#### [作業の目的 A]
下の本文から、「上記のSCC単量体と共重合可」を含む語句で始め、「タクリレート等が挙げられる。」で終わる部分を一字も変えずに書き写すこと。
#### [作業の目的 B]
下の本文について、次の問いにそれぞれ答えること。
(i) SCC単量体と共重合可能な他の単量体として挙げられたアクリル酸アルキルエステルのアルキル基は、炭素数がいくつか。
(ii) 架橋点となり得る官能基を有する単量体の共重合が好ましいとされるのは、何を用いて何を調整する必要がある場合か。
(iii) 多官能性の単量体として最初に挙げられているものは何か。

#### [本文]
━━━━━━━━━━

上記のSCC単量体と共重合可能な他の単量体としては、炭素数が1〜9のアルキル基を有するアクリル酸アルキルエステルまたはメタクリル酸アルキルエステル、酢酸ビニル、アクリロニトリル、スチレン等が挙げられる。
【0032】
架橋剤を用いて凝集力や粘着力特性を調整する必要がある場合等を考慮すると、側鎖結晶性高分子には、架橋点となり得る官能基を有する単量体を共重合することが好ましい。架橋点となり得る官能基を有する単量体として、アクリル酸、メタクリル酸、イタコン酸、メサコン酸、シトラコン酸、フマル酸、マレイン酸、イタコン酸モノアルキルエステル、メサコン酸モノアルキルエステル、シトラコン酸モノアルキルエステル、フマル酸モノアルキルエステル、マレイン酸モノアルキルエステル、アクリル酸2−ヒドロキシエチル、メタクリル酸2−ヒドロキシエチル、アクリルアミド、メタクリルアミド、ターシャル−ブチルアミノエチルアクリレート、ターシャル−ブチルアミノエチルメタクリレート等が挙げられる。
【0033】
また、アクリル酸グリシジル、メタクリル酸グリシジル、イソシアネートエチルアクリレート、イソシアネートエチルメタクリレート、2−(1−アジリジニル)エチルアクリレート、2−(1−アジリジニル)エチルメタクリレート等の自己架橋性の官能基を持った単量体、さらには、ジビニルベンゼン、アクリル酸ビニル、メタクリル酸ビニル、アクリル酸アリル、メアクリル酸アリル等の多官能性の単量体を組み合わせてもよい。

━━━━━━━━━━

#### [提供データ]
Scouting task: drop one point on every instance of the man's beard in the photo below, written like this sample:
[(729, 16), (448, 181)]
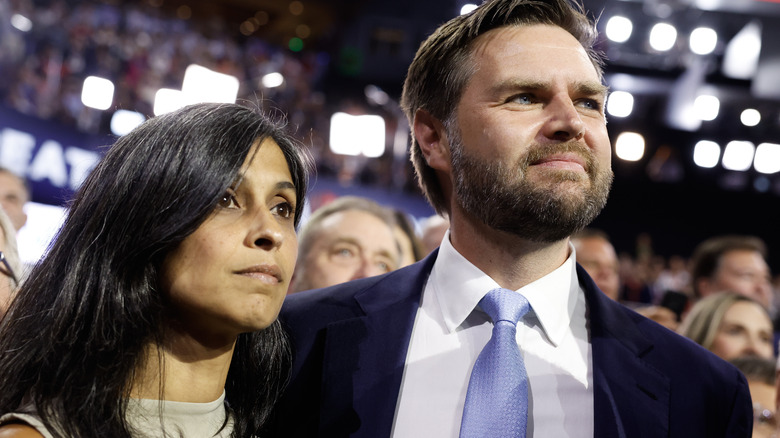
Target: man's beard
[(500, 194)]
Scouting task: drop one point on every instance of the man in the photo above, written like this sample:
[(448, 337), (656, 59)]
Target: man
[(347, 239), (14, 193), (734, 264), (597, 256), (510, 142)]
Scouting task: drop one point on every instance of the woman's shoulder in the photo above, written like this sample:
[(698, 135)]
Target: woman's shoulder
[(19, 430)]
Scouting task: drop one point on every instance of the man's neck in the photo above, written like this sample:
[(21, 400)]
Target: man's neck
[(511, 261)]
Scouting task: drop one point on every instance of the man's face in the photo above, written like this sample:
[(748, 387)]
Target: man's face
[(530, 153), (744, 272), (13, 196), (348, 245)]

━━━━━━━━━━

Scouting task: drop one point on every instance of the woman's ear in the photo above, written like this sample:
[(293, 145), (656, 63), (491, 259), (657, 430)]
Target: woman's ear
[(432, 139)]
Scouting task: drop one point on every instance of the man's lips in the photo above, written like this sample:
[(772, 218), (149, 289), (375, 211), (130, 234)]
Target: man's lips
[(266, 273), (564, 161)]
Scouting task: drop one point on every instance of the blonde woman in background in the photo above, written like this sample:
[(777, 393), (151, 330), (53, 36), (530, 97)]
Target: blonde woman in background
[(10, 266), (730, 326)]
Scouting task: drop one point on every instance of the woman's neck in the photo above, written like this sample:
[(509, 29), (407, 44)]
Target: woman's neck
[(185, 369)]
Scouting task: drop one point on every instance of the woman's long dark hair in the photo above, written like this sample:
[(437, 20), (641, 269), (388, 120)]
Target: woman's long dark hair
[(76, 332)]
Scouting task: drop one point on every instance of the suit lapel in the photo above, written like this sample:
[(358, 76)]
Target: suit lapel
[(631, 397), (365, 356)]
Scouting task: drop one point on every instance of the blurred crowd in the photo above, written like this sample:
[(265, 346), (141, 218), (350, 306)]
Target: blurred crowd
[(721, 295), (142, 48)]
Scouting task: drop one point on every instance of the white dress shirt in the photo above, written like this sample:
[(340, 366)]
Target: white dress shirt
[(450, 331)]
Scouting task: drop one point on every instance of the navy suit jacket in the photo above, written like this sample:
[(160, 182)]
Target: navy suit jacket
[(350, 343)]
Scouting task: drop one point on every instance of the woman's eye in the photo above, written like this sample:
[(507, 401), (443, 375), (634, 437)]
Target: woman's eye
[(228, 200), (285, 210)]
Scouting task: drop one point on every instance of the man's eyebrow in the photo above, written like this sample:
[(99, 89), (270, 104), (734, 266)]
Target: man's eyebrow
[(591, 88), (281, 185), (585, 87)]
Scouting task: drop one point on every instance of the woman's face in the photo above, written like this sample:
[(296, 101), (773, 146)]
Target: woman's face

━━━━━━━━━━

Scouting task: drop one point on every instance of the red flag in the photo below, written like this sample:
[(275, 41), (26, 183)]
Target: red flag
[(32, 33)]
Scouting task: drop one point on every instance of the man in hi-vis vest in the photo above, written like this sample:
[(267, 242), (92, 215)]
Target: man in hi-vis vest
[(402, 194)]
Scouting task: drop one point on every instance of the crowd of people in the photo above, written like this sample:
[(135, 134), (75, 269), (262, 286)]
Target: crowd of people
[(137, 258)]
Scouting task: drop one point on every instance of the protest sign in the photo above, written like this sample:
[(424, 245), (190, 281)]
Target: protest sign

━━━━━━━━━━

#### [解答全文 A]
上記のSCC単量体と共重合可能な他の単量体としては、炭素数が1〜9のアルキル基を有するアクリル酸アルキルエステルまたはメタクリル酸アルキルエステル、酢酸ビニル、アクリロニトリル、スチレン等が挙げられる。
【0032】
架橋剤を用いて凝集力や粘着力特性を調整する必要がある場合等を考慮すると、側鎖結晶性高分子には、架橋点となり得る官能基を有する単量体を共重合することが好ましい。架橋点となり得る官能基を有する単量体として、アクリル酸、メタクリル酸、イタコン酸、メサコン酸、シトラコン酸、フマル酸、マレイン酸、イタコン酸モノアルキルエステル、メサコン酸モノアルキルエステル、シトラコン酸モノアルキルエステル、フマル酸モノアルキルエステル、マレイン酸モノアルキルエステル、アクリル酸2−ヒドロキシエチル、メタクリル酸2−ヒドロキシエチル、アクリルアミド、メタクリルアミド、ターシャル−ブチルアミノエチルアクリレート、ターシャル−ブチルアミノエチルメタクリレート等が挙げられる。

#### [解答全文 B]
(i) 1〜9
(ii) 架橋剤を用いて凝集力や粘着力特性を調整する必要がある場合
(iii) ジビニルベンゼン